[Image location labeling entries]
-- -- --
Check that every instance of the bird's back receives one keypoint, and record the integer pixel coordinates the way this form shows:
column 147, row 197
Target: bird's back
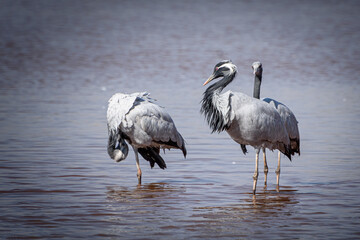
column 289, row 120
column 256, row 123
column 142, row 122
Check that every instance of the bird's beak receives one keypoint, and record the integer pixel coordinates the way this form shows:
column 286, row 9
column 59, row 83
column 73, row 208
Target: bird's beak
column 209, row 79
-- -- --
_TASK DIRECTIONS_
Reproduce the lines verbatim, starting at the line that contains "Check that every instance of the bird's beak" and ending with the final line above, including both.

_ANSWER TO THIS PROBLEM_
Check that every instance of the bird's beak receives one keypoint, and record the integer pixel coordinates the way this form shows:
column 286, row 9
column 59, row 83
column 73, row 208
Target: bird's beak
column 209, row 79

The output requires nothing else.